Short problem A: According to the piece about the Netanyahu cases, what total value did the gifts from Arnon Milchan reach?
Short problem B: Carry on the piece about the Netanyahu cases from its final sentence.

Text provided:
________________

It doesn’t involve a high-profile American billionaire, and yet of the two cases on which the police recommended indicting Israel’s prime minister, “Case 2000” is far more important and severe.
The headlines featured words like graft and bribe and alongside pictures of Israeli prime minister Benjamin Netanyahu was the photo (and the story) of the Israeli-American billionaire and Hollywood mogul Arnon Milchan. According to the evidence collected by the Israeli police, Netanyahu took bribes from Milchan in the form of expensive cigars, pink champagne, and other gifts totaling in value a cool one million Israeli shekels ($300,000).
Buried in the middle or at the end of these reports, however, was a short description of the second case on which the police recommended indicting the prime minister. That case does not involve a high-profile American billionaire, and yet it is far more important and severe and casts a long shadow on one of the country’s most important democratic institutions—its news media. It also revolves around many of the ideas and theories that this blog is dedicated to: regulatory capture and the power of special interests to subvert markets and competition.

________________

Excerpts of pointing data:
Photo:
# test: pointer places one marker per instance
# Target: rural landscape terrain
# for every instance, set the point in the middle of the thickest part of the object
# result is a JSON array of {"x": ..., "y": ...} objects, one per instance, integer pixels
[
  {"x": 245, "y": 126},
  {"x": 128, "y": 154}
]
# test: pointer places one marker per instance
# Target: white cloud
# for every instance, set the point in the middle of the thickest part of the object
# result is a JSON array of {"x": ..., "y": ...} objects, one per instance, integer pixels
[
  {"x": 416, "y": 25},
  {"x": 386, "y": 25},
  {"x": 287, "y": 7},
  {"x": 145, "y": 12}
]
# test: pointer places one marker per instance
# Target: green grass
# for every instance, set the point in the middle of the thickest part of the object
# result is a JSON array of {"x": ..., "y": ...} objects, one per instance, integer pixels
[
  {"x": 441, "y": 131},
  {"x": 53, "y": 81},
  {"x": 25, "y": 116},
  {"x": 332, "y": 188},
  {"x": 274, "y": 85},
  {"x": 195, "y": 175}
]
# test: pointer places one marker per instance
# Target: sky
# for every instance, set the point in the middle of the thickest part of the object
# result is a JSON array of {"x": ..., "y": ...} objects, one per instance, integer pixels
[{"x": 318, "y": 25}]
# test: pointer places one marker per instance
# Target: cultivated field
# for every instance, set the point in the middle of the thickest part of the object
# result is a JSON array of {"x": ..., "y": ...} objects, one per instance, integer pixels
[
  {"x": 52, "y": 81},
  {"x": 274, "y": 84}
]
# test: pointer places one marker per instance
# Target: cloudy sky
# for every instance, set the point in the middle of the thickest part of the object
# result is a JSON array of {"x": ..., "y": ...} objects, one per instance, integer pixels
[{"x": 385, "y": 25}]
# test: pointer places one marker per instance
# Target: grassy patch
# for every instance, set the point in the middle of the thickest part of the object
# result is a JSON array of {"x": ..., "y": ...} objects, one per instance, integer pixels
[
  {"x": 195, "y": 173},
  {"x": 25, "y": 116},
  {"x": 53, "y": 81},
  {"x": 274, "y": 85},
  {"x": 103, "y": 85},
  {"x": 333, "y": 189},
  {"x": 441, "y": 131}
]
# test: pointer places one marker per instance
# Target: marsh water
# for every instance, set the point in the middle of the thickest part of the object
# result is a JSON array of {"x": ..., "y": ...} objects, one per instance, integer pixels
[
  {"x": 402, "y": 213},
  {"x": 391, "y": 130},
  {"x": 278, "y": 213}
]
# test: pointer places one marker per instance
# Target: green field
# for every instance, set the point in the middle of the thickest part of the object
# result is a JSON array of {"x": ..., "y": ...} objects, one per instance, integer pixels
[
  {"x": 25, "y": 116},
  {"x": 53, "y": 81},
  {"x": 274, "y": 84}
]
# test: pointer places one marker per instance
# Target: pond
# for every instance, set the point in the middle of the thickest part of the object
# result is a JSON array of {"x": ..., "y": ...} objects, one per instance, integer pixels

________________

Output A: One million Israeli shekels ($300,000).

Output B:
The case, known as “Case 2000,” is based on the most amazing tapes ever to be found and released in the history of corruption in Israel. Found by accident while investigating Netanyahu’s aide on an unrelated case, the tapes contain several hours of recorded secret negotiations between Netanyahu and Arnon Mozes—the most powerful media mogul in Israel in the last 30 years. Think Rupert Murdoch in the UK, but much more powerful in the domestic context and secretive—a person who has never given interviews and whose political power is so vast that many people within the Israeli elite avoided raising his name in any public discussion.
In the tapes, Mozes can be heard clearly, explicitly, and directly offering the prime minister a deal: you (Netanyahu) will use your power to eliminate the fierce competition to my newspaper Yedioth Achronot, and in return I will “steer the ship” (i.e., the entire editorial team of Mozes’ news media empire) to stop attacking you and adopt a more positive editorial line. “It is clear, we have to make sure that you will continue to be prime minister,” Mozes told Netanyahu.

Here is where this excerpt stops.